- _Passage to read_
━━━━━━━━

Because while you may be a good actor, there are just as many bad actors out there.

How does Anthropic or OpenAI differentiate between the two?

Once you solve that, you can get access to Mythos ;)

More importantly who gets to decide good or bad?

Remember all of these models are based on unimaginable levels of copyright infringement. Is OpenAI a bad actor, that they use their models to infringe on the rights of others?

This isn't a moral argument. This is all about power and money, not good or bad. That includes the Mythos ban. Good vs bad actors is political theater designed to distract from what's actually going on.

> unimaginable levels of copyright infringement

This isn't how copyright works. The models don't wholesale encode literal information from original works and are substantive transformations. Now, you yourself as a user can use the models and weights to infringe on a copyright.

There have been some US cases about this, but it isn't generally settled internationally. "Fair use" is a US specific thing. Even in the US there are ongoing cases.

━━━━━━━━

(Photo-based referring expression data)
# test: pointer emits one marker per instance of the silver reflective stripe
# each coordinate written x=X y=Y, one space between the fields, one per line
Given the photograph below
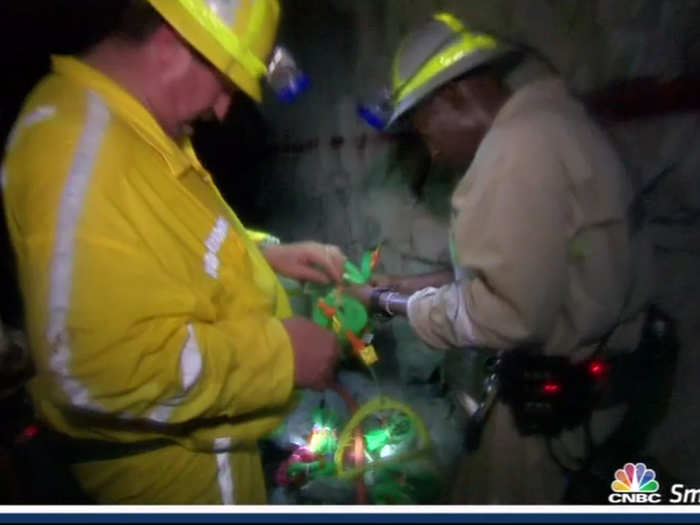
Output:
x=70 y=212
x=190 y=370
x=224 y=476
x=225 y=9
x=38 y=115
x=213 y=243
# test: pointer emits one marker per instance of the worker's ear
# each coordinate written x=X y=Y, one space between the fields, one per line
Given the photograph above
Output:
x=171 y=54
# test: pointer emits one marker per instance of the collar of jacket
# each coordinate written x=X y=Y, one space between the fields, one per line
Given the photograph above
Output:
x=122 y=104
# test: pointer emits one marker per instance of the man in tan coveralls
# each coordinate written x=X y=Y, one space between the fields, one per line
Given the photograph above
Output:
x=543 y=240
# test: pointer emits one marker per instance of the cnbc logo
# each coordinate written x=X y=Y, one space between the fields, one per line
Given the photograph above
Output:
x=635 y=484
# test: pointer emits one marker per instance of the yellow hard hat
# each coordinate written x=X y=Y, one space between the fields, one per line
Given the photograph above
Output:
x=236 y=36
x=426 y=59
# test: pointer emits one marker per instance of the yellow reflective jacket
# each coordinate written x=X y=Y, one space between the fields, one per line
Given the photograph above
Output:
x=150 y=310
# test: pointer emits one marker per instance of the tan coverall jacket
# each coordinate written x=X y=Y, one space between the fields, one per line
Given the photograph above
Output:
x=545 y=251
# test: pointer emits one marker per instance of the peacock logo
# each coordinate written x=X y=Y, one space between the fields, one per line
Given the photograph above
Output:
x=635 y=483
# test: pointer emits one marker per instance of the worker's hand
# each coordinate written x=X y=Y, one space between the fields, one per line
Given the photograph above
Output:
x=316 y=351
x=307 y=261
x=380 y=280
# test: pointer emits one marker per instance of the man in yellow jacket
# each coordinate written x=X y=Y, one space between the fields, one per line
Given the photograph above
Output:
x=156 y=321
x=546 y=250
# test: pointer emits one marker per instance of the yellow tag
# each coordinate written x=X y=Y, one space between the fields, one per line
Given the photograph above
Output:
x=369 y=355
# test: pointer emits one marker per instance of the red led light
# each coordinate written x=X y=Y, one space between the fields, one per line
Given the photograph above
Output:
x=30 y=432
x=551 y=388
x=596 y=368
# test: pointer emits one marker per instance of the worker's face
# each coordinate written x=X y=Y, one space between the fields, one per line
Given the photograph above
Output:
x=191 y=89
x=452 y=123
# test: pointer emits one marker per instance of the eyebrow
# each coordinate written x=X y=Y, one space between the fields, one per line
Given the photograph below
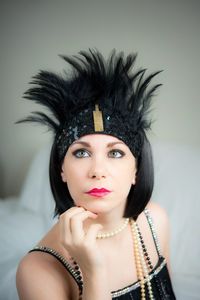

━━━━━━━━

- _Work item 1_
Copy a section of the thread about model access word for word, beginning at the words "Once you solve" and ending after "rights of others?".
- _Work item 2_
In the thread about model access, do these statements match what is written? Answer yes or no for each, and quote the words that decide it. (a) A post calls "fair use" something specific to the US. (b) A post says the copyright question around these models is settled internationally. (c) A post says the models encode literal information from original works wholesale.
- _Work item 3_
List every sentence in the thread about model access that ends with a question mark.

- _Worked solution 1_
Once you solve that, you can get access to Mythos ;)

More importantly who gets to decide good or bad?

Remember all of these models are based on unimaginable levels of copyright infringement. Is OpenAI a bad actor, that they use their models to infringe on the rights of others?

- _Worked solution 2_
(a) Yes: '"Fair use" is a US specific thing.'
(b) No: "it isn't generally settled internationally."
(c) No: "The models don't wholesale encode literal information from original works"

- _Worked solution 3_
1. How does Anthropic or OpenAI differentiate between the two?
2. More importantly who gets to decide good or bad?
3. Is OpenAI a bad actor, that they use their models to infringe on the rights of others?